Direction = Rescale everything from the line containing "TARGET = white wall" down to the end of the records, writing out each of those lines again with the requests unchanged. Multiply every coordinate in the answers by 0.2 and round to whole numbers, with halves rounded up.
---- Exercise inputs
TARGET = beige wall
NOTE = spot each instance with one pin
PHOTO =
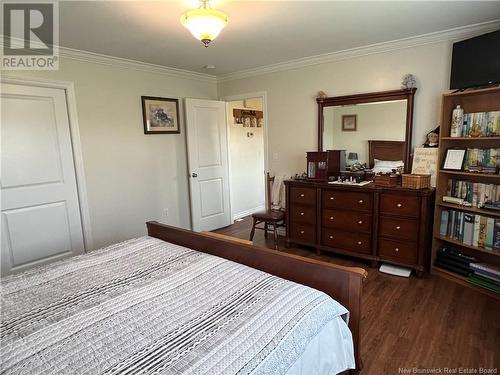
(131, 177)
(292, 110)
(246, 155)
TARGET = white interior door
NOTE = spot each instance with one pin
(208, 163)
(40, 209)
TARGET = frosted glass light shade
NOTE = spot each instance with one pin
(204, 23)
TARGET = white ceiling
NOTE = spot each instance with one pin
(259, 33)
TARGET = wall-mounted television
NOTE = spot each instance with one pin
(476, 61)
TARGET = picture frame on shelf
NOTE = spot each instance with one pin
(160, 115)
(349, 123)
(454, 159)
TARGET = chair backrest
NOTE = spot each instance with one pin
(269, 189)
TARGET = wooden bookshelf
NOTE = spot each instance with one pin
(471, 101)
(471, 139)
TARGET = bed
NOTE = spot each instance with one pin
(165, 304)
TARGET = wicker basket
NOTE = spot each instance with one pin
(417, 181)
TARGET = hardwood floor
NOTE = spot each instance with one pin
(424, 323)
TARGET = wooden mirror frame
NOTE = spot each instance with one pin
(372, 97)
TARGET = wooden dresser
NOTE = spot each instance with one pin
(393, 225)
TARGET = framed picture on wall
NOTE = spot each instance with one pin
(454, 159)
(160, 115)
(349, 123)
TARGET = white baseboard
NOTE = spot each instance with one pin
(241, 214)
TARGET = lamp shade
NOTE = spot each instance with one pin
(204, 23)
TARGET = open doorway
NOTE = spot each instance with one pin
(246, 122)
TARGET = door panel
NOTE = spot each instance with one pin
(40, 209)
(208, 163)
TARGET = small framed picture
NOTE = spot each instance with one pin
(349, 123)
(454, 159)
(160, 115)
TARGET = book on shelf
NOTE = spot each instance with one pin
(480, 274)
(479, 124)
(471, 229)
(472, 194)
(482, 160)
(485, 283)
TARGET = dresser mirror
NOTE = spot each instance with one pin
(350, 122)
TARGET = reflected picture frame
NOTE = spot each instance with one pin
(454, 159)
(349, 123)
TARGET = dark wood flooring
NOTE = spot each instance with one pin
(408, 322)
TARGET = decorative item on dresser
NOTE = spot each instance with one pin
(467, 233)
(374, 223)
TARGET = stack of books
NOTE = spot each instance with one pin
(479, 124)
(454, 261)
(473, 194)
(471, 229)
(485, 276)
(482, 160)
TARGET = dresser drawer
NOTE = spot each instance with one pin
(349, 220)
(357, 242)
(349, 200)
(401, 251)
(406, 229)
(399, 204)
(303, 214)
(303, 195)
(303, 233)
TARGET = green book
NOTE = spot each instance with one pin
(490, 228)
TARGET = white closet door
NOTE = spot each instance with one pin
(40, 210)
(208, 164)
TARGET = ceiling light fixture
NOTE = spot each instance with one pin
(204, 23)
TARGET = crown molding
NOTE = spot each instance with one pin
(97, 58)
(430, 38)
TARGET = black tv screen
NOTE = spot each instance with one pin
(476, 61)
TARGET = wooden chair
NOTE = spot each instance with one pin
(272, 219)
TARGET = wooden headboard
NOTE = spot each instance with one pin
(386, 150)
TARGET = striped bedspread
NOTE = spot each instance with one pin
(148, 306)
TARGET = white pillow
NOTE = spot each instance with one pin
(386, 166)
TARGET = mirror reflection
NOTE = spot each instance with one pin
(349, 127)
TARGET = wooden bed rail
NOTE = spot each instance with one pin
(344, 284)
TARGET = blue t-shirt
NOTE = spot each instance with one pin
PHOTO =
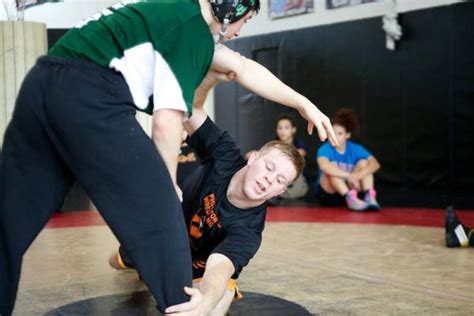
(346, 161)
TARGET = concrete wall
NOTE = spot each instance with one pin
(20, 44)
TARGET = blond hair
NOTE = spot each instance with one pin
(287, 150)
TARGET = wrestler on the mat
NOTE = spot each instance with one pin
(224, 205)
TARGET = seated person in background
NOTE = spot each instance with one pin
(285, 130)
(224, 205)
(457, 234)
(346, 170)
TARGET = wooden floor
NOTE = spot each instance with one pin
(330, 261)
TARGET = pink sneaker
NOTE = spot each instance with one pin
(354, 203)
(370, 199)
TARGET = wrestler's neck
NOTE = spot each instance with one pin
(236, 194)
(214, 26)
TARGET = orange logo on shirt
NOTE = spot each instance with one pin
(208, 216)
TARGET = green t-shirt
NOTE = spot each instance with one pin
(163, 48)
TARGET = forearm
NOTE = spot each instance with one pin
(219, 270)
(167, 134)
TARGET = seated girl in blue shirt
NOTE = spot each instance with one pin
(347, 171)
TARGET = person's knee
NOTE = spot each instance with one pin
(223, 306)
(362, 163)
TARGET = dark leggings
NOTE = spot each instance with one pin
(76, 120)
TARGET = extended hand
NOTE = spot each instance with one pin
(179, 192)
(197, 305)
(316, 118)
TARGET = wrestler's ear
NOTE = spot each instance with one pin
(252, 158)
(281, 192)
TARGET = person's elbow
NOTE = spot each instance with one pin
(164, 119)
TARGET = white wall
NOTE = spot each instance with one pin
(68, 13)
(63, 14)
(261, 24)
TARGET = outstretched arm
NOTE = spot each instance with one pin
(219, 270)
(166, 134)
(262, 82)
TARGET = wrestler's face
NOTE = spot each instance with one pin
--------
Problem solution =
TARGET = white wall
NOTE = spot each instance with one pin
(14, 3)
(13, 3)
(52, 5)
TARGET = outstretched arm
NOTE = spot each instance with one pin
(44, 54)
(33, 27)
(52, 16)
TARGET = wrestler's face
NOTE = spot each instance with one pin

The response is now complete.